--- RECORD SET ---
———

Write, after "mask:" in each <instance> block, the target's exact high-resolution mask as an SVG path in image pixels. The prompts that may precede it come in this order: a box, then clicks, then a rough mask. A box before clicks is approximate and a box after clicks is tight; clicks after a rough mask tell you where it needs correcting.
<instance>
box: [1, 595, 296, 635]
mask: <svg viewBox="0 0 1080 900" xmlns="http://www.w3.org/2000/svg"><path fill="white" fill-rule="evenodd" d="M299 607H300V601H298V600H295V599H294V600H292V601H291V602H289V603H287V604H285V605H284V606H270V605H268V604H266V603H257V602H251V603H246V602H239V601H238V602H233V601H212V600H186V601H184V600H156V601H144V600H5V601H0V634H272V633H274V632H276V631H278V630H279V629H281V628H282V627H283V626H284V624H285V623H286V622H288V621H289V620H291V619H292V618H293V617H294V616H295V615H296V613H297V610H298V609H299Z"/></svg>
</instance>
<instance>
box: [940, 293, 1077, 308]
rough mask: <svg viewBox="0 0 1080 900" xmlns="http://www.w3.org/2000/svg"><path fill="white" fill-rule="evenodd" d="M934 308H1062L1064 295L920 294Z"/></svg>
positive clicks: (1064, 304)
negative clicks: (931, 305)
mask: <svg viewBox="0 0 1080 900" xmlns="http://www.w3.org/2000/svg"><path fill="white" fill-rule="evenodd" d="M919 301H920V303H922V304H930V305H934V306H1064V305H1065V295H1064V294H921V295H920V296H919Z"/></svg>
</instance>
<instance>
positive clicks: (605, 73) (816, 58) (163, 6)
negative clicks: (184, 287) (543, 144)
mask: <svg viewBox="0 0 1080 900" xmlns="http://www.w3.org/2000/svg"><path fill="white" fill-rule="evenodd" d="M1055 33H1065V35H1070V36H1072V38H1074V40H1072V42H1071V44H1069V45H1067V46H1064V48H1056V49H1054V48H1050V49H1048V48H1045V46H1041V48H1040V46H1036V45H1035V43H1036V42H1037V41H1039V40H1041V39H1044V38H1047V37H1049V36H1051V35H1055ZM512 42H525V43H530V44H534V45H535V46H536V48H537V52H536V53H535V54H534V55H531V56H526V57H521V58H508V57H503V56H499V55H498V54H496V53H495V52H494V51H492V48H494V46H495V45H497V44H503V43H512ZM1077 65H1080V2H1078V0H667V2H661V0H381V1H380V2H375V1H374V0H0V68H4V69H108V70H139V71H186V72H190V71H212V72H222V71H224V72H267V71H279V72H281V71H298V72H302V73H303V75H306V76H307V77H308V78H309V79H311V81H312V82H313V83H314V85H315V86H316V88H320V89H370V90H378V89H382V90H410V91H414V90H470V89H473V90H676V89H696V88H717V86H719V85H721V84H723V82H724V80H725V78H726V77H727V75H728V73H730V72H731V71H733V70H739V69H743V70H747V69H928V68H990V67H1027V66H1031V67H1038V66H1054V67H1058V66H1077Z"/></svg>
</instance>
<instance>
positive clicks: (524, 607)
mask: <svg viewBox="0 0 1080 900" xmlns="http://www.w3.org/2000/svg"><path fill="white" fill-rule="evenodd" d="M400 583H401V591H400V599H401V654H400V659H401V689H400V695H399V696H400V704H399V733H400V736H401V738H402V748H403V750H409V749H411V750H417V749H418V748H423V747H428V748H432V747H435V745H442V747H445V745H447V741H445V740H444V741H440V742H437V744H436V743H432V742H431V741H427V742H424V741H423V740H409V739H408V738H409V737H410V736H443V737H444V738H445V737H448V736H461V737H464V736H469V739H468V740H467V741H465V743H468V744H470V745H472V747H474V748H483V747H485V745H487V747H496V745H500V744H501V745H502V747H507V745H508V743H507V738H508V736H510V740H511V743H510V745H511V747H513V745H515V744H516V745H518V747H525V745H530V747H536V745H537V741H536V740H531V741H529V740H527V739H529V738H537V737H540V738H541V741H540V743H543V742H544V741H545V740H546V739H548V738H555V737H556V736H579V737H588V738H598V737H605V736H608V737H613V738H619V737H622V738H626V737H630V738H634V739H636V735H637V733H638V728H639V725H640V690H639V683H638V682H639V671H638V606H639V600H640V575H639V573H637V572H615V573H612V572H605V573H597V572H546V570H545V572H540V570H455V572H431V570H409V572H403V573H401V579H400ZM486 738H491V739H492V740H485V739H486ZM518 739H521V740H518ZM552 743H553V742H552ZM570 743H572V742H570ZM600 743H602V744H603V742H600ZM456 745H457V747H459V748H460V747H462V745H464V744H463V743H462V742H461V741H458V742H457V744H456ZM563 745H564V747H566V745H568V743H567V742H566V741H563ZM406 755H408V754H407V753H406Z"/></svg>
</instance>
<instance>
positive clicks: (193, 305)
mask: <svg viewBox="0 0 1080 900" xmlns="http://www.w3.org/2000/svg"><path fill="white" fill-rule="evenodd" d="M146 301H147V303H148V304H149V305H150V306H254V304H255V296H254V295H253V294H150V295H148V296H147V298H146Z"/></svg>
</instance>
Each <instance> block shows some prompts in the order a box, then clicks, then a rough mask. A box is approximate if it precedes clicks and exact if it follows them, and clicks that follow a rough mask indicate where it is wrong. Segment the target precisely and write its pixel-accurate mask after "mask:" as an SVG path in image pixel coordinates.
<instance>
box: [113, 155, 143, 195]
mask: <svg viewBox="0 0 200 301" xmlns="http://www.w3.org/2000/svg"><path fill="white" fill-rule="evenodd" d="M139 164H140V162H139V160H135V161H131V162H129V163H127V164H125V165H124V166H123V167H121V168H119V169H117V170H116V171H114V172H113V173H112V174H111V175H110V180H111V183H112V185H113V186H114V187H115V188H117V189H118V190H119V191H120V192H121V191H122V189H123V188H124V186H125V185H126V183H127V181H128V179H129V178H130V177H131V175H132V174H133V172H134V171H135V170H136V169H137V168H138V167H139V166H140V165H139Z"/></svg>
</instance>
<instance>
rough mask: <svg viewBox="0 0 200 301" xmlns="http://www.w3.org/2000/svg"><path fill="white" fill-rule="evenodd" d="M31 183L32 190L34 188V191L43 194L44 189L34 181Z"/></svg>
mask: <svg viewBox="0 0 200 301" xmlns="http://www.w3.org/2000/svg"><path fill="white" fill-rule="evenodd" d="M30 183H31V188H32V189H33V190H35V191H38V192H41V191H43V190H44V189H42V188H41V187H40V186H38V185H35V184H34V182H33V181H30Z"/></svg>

———

--- EXERCISE REQUIREMENTS ---
Please reproduce the data as it was given, with every line exact.

--- TASK ANSWER ---
Write, after "mask:" in each <instance> block, the target's exact high-resolution mask as an SVG path in image pixels. The prompts that may precede it come in this order: a box, then clicks, then a rough mask. A box before clicks is approximate and a box after clicks is tight; clicks after a rough mask tell you where it needs correcting.
<instance>
box: [1, 595, 296, 635]
mask: <svg viewBox="0 0 1080 900" xmlns="http://www.w3.org/2000/svg"><path fill="white" fill-rule="evenodd" d="M299 607H300V601H298V600H295V599H294V600H292V601H291V602H289V603H287V604H285V605H284V606H270V605H268V604H266V603H257V602H251V603H246V602H239V601H238V602H233V601H212V600H186V601H184V600H156V601H144V600H5V601H0V634H272V633H274V632H276V631H278V630H279V629H281V628H282V627H283V626H284V624H285V623H286V622H288V621H289V620H291V619H292V618H293V617H294V616H295V615H296V613H297V610H298V609H299Z"/></svg>
</instance>
<instance>
box: [940, 293, 1077, 308]
rough mask: <svg viewBox="0 0 1080 900" xmlns="http://www.w3.org/2000/svg"><path fill="white" fill-rule="evenodd" d="M934 308H1062L1064 295L920 294Z"/></svg>
positive clicks: (1064, 304)
negative clicks: (931, 305)
mask: <svg viewBox="0 0 1080 900" xmlns="http://www.w3.org/2000/svg"><path fill="white" fill-rule="evenodd" d="M919 301H920V303H922V304H930V305H934V306H1064V305H1065V295H1064V294H921V295H920V296H919Z"/></svg>
</instance>
<instance>
positive clicks: (605, 73) (816, 58) (163, 6)
negative clicks: (184, 287) (543, 144)
mask: <svg viewBox="0 0 1080 900" xmlns="http://www.w3.org/2000/svg"><path fill="white" fill-rule="evenodd" d="M1055 33H1065V35H1070V36H1072V38H1074V40H1072V42H1071V44H1069V45H1067V46H1064V48H1056V49H1054V48H1050V49H1048V48H1045V46H1041V48H1040V46H1036V45H1035V43H1036V42H1037V41H1039V40H1041V39H1044V38H1047V37H1049V36H1051V35H1055ZM512 42H525V43H530V44H534V45H535V46H536V48H537V52H536V53H535V54H534V55H531V56H526V57H521V58H508V57H503V56H499V55H498V54H496V53H495V52H494V51H492V48H494V46H495V45H497V44H503V43H512ZM1077 65H1080V2H1078V0H667V2H661V0H381V1H380V2H375V1H374V0H0V68H4V69H108V70H139V71H186V72H190V71H212V72H222V71H224V72H267V71H279V72H281V71H298V72H302V73H303V75H306V76H307V77H308V78H309V79H311V81H312V82H313V83H314V85H315V86H316V88H320V89H370V90H378V89H382V90H410V91H414V90H470V89H473V90H676V89H696V88H717V86H719V85H721V84H723V82H724V80H725V78H726V77H727V75H728V73H730V72H731V71H733V70H739V69H743V70H747V69H928V68H990V67H1027V66H1031V67H1038V66H1054V67H1058V66H1077Z"/></svg>
</instance>
<instance>
positive clicks: (524, 607)
mask: <svg viewBox="0 0 1080 900" xmlns="http://www.w3.org/2000/svg"><path fill="white" fill-rule="evenodd" d="M400 583H401V591H400V599H401V654H400V659H401V689H400V695H399V696H400V704H399V733H400V736H401V738H402V748H403V750H409V749H411V750H417V749H418V748H423V747H428V748H432V747H435V745H442V747H445V745H447V741H445V740H444V741H440V742H437V744H436V743H432V742H431V741H427V742H424V741H423V740H409V739H408V738H409V737H410V736H443V737H444V738H445V737H448V736H461V737H464V736H469V739H468V740H467V741H465V743H468V744H470V745H472V747H474V748H483V747H485V745H487V747H496V745H500V744H501V745H502V747H507V745H508V743H507V738H508V736H510V740H511V743H510V745H511V747H513V745H515V744H516V745H518V747H525V745H530V747H536V745H537V741H536V740H531V741H529V740H527V739H529V738H537V737H540V738H541V741H540V743H543V742H544V741H545V740H546V739H548V738H555V737H556V736H579V737H588V738H598V737H605V736H608V737H613V738H619V737H622V738H626V737H630V738H634V739H636V735H637V733H638V728H639V725H640V690H639V683H638V682H639V671H638V606H639V600H640V575H639V573H637V572H615V573H612V572H605V573H597V572H546V570H545V572H540V570H455V572H431V570H409V572H403V573H401V579H400ZM486 738H491V739H492V740H485V739H486ZM518 739H521V740H518ZM552 743H553V742H552ZM570 743H572V742H570ZM600 743H602V744H603V742H600ZM456 745H457V747H459V748H460V747H462V745H464V744H463V743H462V742H461V741H458V742H457V744H456ZM563 745H564V747H566V745H568V743H567V742H566V741H563ZM406 755H408V754H407V753H406Z"/></svg>
</instance>
<instance>
positive clicks: (193, 305)
mask: <svg viewBox="0 0 1080 900" xmlns="http://www.w3.org/2000/svg"><path fill="white" fill-rule="evenodd" d="M146 301H147V303H148V304H149V305H150V306H254V304H255V296H254V295H253V294H150V295H148V296H147V298H146Z"/></svg>
</instance>
Each <instance> block shows some prompts in the order a box, then clicks, then a rough mask. A box is approximate if it precedes clicks and exact if it follows them, and clicks that follow a rough mask indicate where it is wrong. Segment the target precisely and write its pixel-accurate mask after "mask:" as an SVG path in image pixel coordinates.
<instance>
box: [113, 155, 143, 195]
mask: <svg viewBox="0 0 200 301" xmlns="http://www.w3.org/2000/svg"><path fill="white" fill-rule="evenodd" d="M139 164H140V162H139V160H135V161H131V162H129V163H127V164H125V165H124V166H123V167H121V168H119V169H117V170H116V171H114V172H113V173H112V174H111V175H110V180H111V183H112V185H113V186H114V187H115V188H117V189H118V190H119V191H120V192H121V191H122V189H123V188H124V186H125V185H126V183H127V181H128V179H129V178H130V177H131V175H132V174H133V172H134V171H135V170H136V169H137V168H138V167H139V166H140V165H139Z"/></svg>
</instance>
<instance>
rough mask: <svg viewBox="0 0 200 301" xmlns="http://www.w3.org/2000/svg"><path fill="white" fill-rule="evenodd" d="M31 183L32 190L34 188V191L43 194L44 189L34 181Z"/></svg>
mask: <svg viewBox="0 0 200 301" xmlns="http://www.w3.org/2000/svg"><path fill="white" fill-rule="evenodd" d="M30 183H31V188H32V189H33V190H35V191H38V192H41V191H43V190H44V189H42V188H41V187H40V186H38V185H35V184H34V182H33V181H30Z"/></svg>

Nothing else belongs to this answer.